• Aufgabe:
Beantworten Sie anhand des Textauszugs zum Ecomare die folgenden Fragen:
1. Welche Tiere gelten als Publikumslieblinge im Ecomare?
2. Für welche Fische interessieren sich die Möwen während der Fütterung?
3. Welche Tiere leben im Meeresaquarium des Ecomare?

━━━━━ Textauszug

Die Publikumslieblinge im Ecomare sind aber zweifelsohne die Seehunde. Pünktlich zu den Fütterungen scharen sich Besuchertrauben um die Becken. Interesse an den frischen Heringen zeigen aber auch die Möwen, die während der Fütterung über dem Außengelände kreisen und dabei auch den einen oder anderen Fisch stibitzen können. „Manchmal schnappt eine Möwe sich gleich drei Fische auf einmal. Ich weiß nicht, wo sie die alle lässt“, verrät Tierpflegerin Rowanne Huisman den Besuchern. „Wir haben es einmal gehabt, dass die Möwe einen Fisch wieder verloren hat. Der hat sich dann im Nacken einer Besucherin wiedergefunden.“
Im Ecomare werden Seehunde aufgepäppelt, die an den Stränden von Texel in Not geraten sind. „Wenn die Tiere wieder fit sind, kommen sie zurück ins Meer. Einige Seehunde leben aber auch dauerhaft bei uns, wenn sie zum Beispiel erkrankt sind und in der freien Wildbahn nicht überleben könnten“, berichtet Huisman. Im Ecomare gibt es aber nicht nur Seehunde, sondern auch ein Meeresaquarium mit Schweinswalen, die ebenfalls auf Texel gestrandet sind.

━━━━━━━━━━
━━━━━ Ausgangsdaten

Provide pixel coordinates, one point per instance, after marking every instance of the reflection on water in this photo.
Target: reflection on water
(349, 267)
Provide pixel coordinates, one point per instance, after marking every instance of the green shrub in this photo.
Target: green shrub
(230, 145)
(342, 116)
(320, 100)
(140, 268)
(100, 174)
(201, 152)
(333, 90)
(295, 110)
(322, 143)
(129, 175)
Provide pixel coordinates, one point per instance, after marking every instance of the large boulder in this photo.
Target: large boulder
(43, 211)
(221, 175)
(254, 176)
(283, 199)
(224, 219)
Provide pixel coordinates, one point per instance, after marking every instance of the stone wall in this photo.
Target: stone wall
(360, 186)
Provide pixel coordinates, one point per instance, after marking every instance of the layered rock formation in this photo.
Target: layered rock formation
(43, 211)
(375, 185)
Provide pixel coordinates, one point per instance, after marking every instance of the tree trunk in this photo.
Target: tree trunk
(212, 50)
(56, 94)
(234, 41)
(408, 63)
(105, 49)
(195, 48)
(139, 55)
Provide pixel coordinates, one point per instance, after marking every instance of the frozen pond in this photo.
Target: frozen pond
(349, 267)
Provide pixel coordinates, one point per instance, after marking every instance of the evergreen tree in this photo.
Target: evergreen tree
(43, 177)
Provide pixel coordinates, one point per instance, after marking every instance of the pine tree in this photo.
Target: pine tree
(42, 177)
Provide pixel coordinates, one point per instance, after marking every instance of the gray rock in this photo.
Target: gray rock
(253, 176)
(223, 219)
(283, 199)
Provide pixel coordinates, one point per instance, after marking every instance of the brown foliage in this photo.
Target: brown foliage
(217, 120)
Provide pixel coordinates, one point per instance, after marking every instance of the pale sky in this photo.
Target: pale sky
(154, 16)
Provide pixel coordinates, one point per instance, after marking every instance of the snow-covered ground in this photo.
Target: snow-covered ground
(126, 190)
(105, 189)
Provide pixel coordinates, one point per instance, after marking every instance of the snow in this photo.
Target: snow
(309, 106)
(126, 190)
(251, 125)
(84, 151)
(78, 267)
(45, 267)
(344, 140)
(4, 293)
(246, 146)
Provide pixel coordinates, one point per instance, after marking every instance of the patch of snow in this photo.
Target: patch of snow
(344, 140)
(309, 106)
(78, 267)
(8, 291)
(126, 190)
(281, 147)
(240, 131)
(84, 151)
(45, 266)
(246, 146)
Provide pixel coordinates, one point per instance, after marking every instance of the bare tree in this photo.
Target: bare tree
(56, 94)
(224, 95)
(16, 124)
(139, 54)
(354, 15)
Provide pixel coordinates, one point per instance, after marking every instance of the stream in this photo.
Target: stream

━━━━━━━━━━

• Lösung:
1. Die Seehunde.
2. Für die frischen Heringe.
3. Schweinswale, die ebenfalls auf Texel gestrandet sind.